──────── Given records ────────

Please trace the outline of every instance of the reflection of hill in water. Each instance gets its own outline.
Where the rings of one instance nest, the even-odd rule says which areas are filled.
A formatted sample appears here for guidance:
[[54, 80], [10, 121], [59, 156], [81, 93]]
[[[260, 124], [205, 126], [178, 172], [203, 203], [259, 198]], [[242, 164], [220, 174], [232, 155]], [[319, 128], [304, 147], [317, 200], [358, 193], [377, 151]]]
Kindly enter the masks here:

────────

The task
Reproduce every line of the listing above verbatim, with no changes.

Output for this task
Please trace the outline of every instance of the reflection of hill in water. Each instance gets its own outline.
Where the rings of one instance nest, the even-odd rule says which areas are filled.
A formatted sample appears here for guidance:
[[54, 80], [10, 121], [59, 156], [81, 93]]
[[[260, 124], [205, 126], [178, 172], [203, 203], [259, 198]], [[242, 164], [220, 174], [232, 155]], [[319, 128], [304, 147], [317, 200], [358, 193], [377, 151]]]
Kindly enter the masks here:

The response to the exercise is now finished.